§ **What you are asked to do**
Look for the string "blue" in the listing. Copy each line that has it.

§ **Entries shown**
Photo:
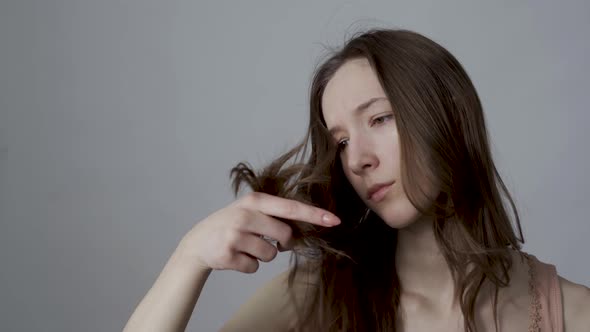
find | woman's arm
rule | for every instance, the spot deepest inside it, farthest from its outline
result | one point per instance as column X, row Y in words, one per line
column 169, row 304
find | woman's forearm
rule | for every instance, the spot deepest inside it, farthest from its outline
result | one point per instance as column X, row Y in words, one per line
column 169, row 303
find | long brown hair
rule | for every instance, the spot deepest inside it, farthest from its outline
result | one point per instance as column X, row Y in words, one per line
column 444, row 142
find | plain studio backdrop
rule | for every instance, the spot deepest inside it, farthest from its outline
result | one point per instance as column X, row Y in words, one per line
column 120, row 121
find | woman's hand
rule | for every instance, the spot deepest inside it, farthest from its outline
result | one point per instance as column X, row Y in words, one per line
column 231, row 238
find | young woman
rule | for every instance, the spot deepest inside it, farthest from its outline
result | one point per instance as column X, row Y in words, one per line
column 395, row 220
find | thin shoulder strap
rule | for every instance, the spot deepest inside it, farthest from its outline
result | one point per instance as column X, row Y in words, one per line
column 546, row 311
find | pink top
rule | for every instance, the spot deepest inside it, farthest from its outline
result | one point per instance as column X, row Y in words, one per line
column 546, row 305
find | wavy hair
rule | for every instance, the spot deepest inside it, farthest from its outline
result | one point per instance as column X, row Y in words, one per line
column 443, row 142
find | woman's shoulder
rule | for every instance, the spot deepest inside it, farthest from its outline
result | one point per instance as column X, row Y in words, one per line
column 272, row 307
column 576, row 305
column 573, row 299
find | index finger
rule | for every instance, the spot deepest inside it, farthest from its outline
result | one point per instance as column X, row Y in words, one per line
column 289, row 209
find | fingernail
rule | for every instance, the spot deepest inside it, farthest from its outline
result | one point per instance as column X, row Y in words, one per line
column 330, row 220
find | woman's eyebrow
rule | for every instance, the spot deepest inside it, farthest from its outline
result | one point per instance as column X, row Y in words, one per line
column 363, row 106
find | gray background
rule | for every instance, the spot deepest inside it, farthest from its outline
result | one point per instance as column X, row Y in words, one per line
column 120, row 120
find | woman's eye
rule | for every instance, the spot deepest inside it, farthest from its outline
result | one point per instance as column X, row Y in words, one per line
column 341, row 144
column 382, row 119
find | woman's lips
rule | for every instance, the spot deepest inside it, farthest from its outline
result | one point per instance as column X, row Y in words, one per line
column 379, row 194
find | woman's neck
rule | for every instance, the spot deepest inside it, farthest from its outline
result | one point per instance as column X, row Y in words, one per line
column 422, row 270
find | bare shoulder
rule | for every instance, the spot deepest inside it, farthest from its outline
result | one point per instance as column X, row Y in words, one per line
column 576, row 305
column 273, row 307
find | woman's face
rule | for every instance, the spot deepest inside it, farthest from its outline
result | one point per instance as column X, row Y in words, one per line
column 368, row 140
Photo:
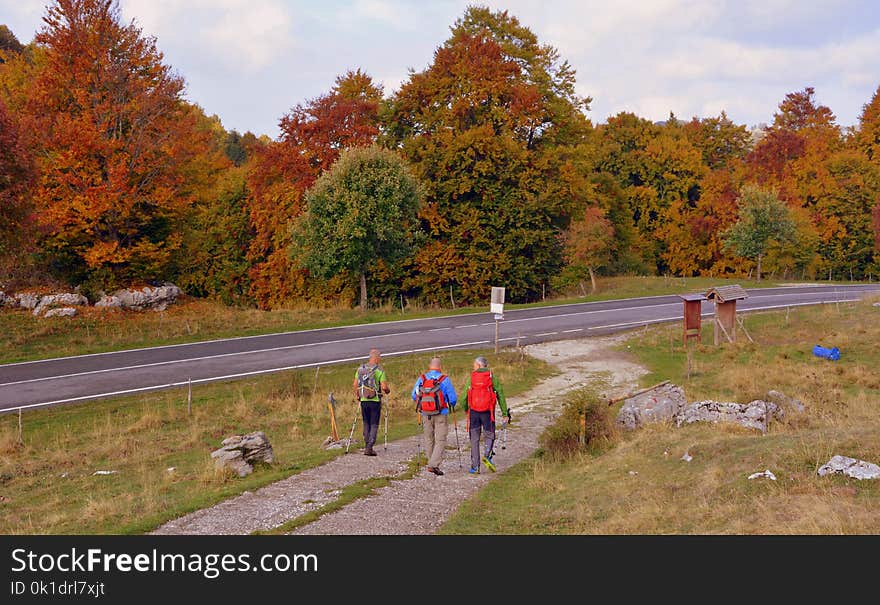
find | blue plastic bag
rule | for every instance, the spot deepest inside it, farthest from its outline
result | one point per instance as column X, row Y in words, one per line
column 833, row 354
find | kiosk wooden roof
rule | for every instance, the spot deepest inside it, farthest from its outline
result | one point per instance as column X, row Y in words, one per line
column 724, row 294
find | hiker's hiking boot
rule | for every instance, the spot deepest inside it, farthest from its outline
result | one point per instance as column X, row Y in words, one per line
column 487, row 460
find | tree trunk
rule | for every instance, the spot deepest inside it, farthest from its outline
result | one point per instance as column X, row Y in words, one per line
column 363, row 291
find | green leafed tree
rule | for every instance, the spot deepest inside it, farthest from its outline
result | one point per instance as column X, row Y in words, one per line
column 361, row 211
column 763, row 219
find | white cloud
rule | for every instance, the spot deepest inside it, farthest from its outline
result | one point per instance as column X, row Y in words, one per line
column 244, row 36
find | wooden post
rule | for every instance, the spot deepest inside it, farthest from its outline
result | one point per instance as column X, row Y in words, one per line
column 689, row 358
column 582, row 434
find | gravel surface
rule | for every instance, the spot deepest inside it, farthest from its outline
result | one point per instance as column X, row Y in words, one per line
column 422, row 504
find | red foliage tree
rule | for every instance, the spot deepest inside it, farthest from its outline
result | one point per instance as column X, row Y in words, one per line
column 312, row 137
column 113, row 139
column 16, row 179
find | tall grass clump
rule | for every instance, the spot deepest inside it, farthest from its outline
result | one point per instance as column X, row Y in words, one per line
column 585, row 424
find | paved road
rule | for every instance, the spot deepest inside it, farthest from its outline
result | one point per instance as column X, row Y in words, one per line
column 71, row 379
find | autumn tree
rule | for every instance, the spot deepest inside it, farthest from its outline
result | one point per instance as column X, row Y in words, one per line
column 867, row 141
column 8, row 42
column 867, row 137
column 587, row 244
column 312, row 137
column 482, row 127
column 763, row 218
column 113, row 139
column 658, row 169
column 16, row 179
column 362, row 210
column 692, row 235
column 718, row 139
column 213, row 261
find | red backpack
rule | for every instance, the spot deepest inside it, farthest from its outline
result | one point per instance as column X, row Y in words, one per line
column 430, row 399
column 481, row 395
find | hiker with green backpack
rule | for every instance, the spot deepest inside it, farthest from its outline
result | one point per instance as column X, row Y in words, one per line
column 369, row 385
column 482, row 394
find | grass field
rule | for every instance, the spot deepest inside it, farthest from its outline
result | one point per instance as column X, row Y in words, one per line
column 24, row 337
column 640, row 485
column 47, row 485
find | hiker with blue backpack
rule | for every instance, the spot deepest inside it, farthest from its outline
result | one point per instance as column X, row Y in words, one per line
column 434, row 396
column 370, row 383
column 482, row 394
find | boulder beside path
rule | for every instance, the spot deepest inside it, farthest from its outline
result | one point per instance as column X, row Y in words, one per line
column 239, row 453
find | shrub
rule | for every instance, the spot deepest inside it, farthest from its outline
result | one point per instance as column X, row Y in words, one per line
column 586, row 423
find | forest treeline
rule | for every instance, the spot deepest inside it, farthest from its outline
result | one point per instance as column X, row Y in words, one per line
column 109, row 176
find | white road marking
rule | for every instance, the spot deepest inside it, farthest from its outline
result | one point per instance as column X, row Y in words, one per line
column 218, row 356
column 232, row 376
column 868, row 288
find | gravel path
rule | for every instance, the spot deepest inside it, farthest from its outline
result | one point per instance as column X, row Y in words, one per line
column 403, row 507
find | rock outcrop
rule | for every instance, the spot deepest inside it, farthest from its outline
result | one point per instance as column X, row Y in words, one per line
column 785, row 402
column 753, row 415
column 61, row 312
column 663, row 403
column 68, row 299
column 240, row 452
column 857, row 469
column 27, row 300
column 157, row 298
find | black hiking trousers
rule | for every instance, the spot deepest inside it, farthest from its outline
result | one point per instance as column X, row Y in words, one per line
column 371, row 412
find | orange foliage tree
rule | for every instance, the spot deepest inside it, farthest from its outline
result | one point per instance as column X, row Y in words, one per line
column 483, row 127
column 16, row 179
column 112, row 137
column 312, row 137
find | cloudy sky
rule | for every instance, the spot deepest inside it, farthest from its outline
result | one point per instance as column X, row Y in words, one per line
column 250, row 61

§ **Reply to the task**
find | blue plastic bag
find | hiker with blue backpack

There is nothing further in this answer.